TEXTAUSZUG:
=-=-=-=-=
Charlotte Endemann an ihren Mann Harald, 25. Dezember 1940

den 25.12.40

Dämmernder Nachmittag und der erste Weihnachtstag. Draußen fängt es wieder leise an zu schneien, der Ofen glüht rot, und ich sitze hier und passe auf die vielen Sprösslinge auf, die augenblicklich sehr ruhig sind. Ach, Liebster, es ist so weihnachtlich hier im Zimmer. Alle vier liegen auf den Teppich und sind für einige Zeit teils mit Malen, teils mit Bilderbüchern beschäftigt. Klaus sagte heute morgen aus tiefster Überzeugung zu mir: „Was bist Du doch für eine liebe Mutti, dass heute Weihnachten ist.“ Ist das nicht niedlich?

Helga hat vorhin auf ihrem neuen Briefpapier aus eigenem Antrieb und ohne Hilfe einen Brief verfasst. Ich lege ihn bei.

Heute morgen kam der Brief, in dem Du von Eurem dortigen Weihnachtsfest erzählst. Warum muss Euch denn das Fest so verdorben werden? Meint man denn, Ihr Soldaten hättet kein Gefühl für ein stimmungsvolles Fest? Und so ein Fest wird doch jeder vermissen, weil er doch von zu Hause, wenn auch manchmal in primitiver Form, so richtig Weihnachten zu feiern gewöhnt ist.
=-=-=-=-=
ÜBUNGSAUFGABEN:
**A)** Beantworte diese Fragen zum Weihnachtsbrief oben:
(i) Wie viele Kinder liegen auf dem Teppich?
(ii) Worauf hat Helga ihren Brief geschrieben?
(iii) Wovon erzählt der Brief, der heute morgen kam?
**B)** Stimmen diese Aussagen mit dem Weihnachtsbrief oben überein? Antworte jeweils mit Ja oder Nein und belege es mit einem wörtlichen Zitat.
(i) Draußen schneit es.
(ii) Helga hat beim Schreiben ihres Briefes Hilfe bekommen.
(iii) Der Ofen ist kalt.
**C)** Setze den Weihnachtsbrief oben nach seinem letzten Satz fort.

Beschriftungen der Objektpunkte:
=-=-=-=-=
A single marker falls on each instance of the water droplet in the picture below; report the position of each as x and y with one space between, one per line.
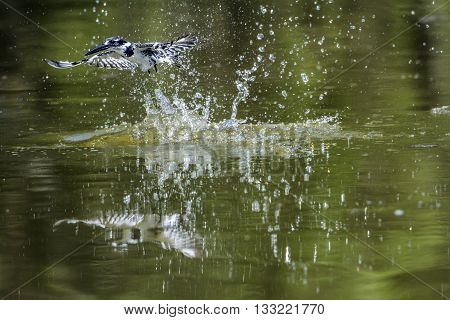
305 78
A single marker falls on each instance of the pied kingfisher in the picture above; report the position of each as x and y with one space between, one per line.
117 53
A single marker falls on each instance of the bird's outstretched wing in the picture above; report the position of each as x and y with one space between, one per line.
169 50
102 60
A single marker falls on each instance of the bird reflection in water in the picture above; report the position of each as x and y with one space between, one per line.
170 231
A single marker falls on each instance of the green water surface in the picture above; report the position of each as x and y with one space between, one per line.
331 188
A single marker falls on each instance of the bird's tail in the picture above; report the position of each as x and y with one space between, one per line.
64 64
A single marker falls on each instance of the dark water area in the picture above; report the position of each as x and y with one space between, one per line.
264 168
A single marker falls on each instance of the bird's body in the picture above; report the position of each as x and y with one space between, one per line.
117 53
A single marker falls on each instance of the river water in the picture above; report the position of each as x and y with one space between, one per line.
264 168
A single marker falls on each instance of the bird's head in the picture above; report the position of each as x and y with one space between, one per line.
117 44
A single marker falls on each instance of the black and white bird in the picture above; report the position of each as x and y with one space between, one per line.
118 53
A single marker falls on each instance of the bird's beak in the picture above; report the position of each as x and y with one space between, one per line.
97 49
=-=-=-=-=
ANTWORTEN ZU AUFGABEN:
**A)**
(i) Vier.
(ii) Auf ihrem neuen Briefpapier.
(iii) Von dem Weihnachtsfest dort, wo Harald ist.

**B)**
(i) Ja: „Draußen fängt es wieder leise an zu schneien“
(ii) Nein: „aus eigenem Antrieb und ohne Hilfe“
(iii) Nein: „der Ofen glüht rot“

**C)**
Ich habe mich gefreut, dass Du die Locke doch noch gefunden hast. Aber ein Paket bekommst Du jetzt doch noch, denn wenigstens das Fliegerhemd musst Du haben. Oder holst Du es Dir selbst? Meinst Du wirklich, Du bekommst Urlaub? Man hört manchmal von welchen, die sieben Monate keinen bekommen haben und was ich dann machen soll, weiß ich nicht. Die Sorgen drücken mich immer wieder und ich überlege hin und her. Was soll ich am Ersten alles tun, wenn Du keinen Urlaub bekommst? Jetzt hat mich der Geschäftskrampf doch wieder. Ich höre ganz schnell auf damit und hoffe dabei sehr, dass Du mir etwas richtunggebendes schreibst.

Übrigens, Klaus beschränkt sich mit seinem Nagelkasten durchaus nicht, auf die Korkplatte. Er ging vorhin mit den Nägeln auf die Wand und auf die Möbel los. Und Ursel kommt andauernd mit einem neuen "Prätzen“, dem ich guten Tag sagen muss.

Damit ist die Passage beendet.